→ Document section:
--*--
Saturday, September 17, 2016

Goodreads and pre-publication reviews

Goodreads, we all love it. Like many other book bloggers, I review every single book I read on Goodreads as well as my blog and also rely on it for a lot of my bookish information. (I honestly don't know what I'd do without it.) Something that sets Goodreads apart from a lot of other websites though, is that it allows reviews to be published well before the book is actually released. This can be an amazing thing because it allows books a lot of pre-publication publicity and is a major factor in the hype more popular books receive. But like all good things, it also has a downside.

So what's the problem? 

If you've been away from the Twittersphere in the last couple weeks, you may have missed a few things. Specifically, there have been a couple authors who have been the targets of what were essentially smear campaigns. A couple of weeks ago it was Sarah J. Maas, whose fans became infuriated by spoilers about her new book. This week it was Laura Silverman who was hit with the wrath of Trump supporters. I'm sure here have been others but these are the two I was at least kind of around to witness (I honestly use Twitter mostly for messages and trades). In both cases the angered parties took to Goodreads and this is where the downside comes in.

Because Goodreads allows pre-publication reviews of books, it is not uncommon for fans and haters to leave reviews as soon as a book appears on the site. Even worse that that, in cases like these, readers (and non-readers) have a tendency to use Goodreads to make their opinions known. Both Sarah J. Maas and Laura Silverman were both bombarded with one star reviews, the latter book not even being out of edits yet. 

Luckily for Sarah J. Maas, her book was being released within days and she has a massive fan base so the one star reviews really didn't have much affect when all was said and done. Her fans also rallied behind her and countered the bad reviews with good ones, although they hadn't read the book either. Laura Silverman's book, however, is not being published until next spring and no ARCs even exist yet. Her ratings quickly plummeted below two stars. Thank goodness Goodreads and her publisher (with the help of Twitter users who flagged the obviously fake reviews) took action to remove the troll reviews, but it's terrifying to think that someone's reputation or livelihood could be damaged by people who disagree with an author's opinions. Which brings me today's issue: 

Should Goodreads allow reviews before a book is released?
--*--
→ Given records:
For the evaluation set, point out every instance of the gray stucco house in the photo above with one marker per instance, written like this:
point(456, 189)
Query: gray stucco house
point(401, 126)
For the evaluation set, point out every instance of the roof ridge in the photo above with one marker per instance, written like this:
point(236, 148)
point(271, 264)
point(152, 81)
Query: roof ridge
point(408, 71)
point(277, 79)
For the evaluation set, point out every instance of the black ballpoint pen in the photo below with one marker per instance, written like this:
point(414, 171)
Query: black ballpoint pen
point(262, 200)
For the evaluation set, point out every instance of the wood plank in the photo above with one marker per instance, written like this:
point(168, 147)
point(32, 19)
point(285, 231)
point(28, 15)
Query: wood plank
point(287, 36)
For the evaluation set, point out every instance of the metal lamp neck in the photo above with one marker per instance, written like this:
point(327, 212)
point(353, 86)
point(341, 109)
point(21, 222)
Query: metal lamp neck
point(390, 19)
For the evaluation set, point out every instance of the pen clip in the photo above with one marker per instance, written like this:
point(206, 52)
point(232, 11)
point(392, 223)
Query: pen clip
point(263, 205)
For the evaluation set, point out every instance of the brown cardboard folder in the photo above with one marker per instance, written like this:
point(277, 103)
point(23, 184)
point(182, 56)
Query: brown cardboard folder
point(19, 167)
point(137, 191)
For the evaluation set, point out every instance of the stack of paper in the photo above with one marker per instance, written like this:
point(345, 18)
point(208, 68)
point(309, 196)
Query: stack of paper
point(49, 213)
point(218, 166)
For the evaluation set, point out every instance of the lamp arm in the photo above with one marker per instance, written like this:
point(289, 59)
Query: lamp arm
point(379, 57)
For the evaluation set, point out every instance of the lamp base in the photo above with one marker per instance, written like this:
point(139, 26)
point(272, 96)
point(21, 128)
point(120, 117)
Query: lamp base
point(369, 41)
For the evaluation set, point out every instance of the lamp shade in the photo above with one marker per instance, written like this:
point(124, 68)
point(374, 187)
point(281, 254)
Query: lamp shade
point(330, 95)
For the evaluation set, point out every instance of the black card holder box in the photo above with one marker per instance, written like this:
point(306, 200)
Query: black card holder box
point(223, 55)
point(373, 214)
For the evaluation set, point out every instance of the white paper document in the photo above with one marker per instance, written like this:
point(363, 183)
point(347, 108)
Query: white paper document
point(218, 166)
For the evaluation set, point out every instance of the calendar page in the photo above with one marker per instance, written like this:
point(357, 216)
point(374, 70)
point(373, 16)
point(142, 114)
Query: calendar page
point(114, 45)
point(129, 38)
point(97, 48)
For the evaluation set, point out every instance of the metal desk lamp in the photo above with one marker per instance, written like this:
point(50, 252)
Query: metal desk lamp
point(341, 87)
--*--
→ Job:
Pick up the blog post on Goodreads and pre-publication reviews after its closing question and carry it on. You won't need the records for any of this.

→ Output:
I'm going to be honest, I love that Goodreads lets me post ARC reviews early! If they didn't, chances are I'd probably forget to post there at all, as is sometimes the case with Amazon. The way things are now I have the ability to post a review here and there at the same time, regardless of how early I get to read an ARC. It's my system and I love it! But people abuse it and that sucks. 

Although Amazon owns Goodreads, they allow this on their book-only website, possibly precisely to help hype books that will later be purchased on Amazon itself. I don't know what their reasoning is, but is it time to change it? With these two authors in particular the book community and Goodreads did a good job of counteracting the trolls, but what about smaller indie authors who don't have the kind of following who can make a difference? 

The other side of this is that it could happen at any time, even after a book is published. I've seen this happen on Amazon years after a book is released when an author pisses off the wrong group of people at the wrong time. Anne Rice is a prime example.  Perhaps the answer is simply to continue monitoring reviews and weeding out the trolls. 

But are there other possible solutions? 

The most obvious way to stop troll reviews before publication would be to not allow pre-publication reviews at all. I don't see this happening though for reasons I've outlined already. Many authors count on reviewers posting on Goodreads well before their book's release date to spread the word. While this could still be done on blogs, the reach wouldn't be nearly as wide. 

One suggestion I've seen floating around is that there should be some way to verify whether or not a reader actually has an ARC in order to post a review before a book's publication date. While this sounds like an awesome solution, I have no idea how it could possibly be enforced. People get ARCs in so many different ways - Netgalley, book events, trades, giveaways. If this actually could be enforced though, I would definitely get behind it! 

Where do you stand on this issue? Do you think there's a solution? 
Let me know in the comments!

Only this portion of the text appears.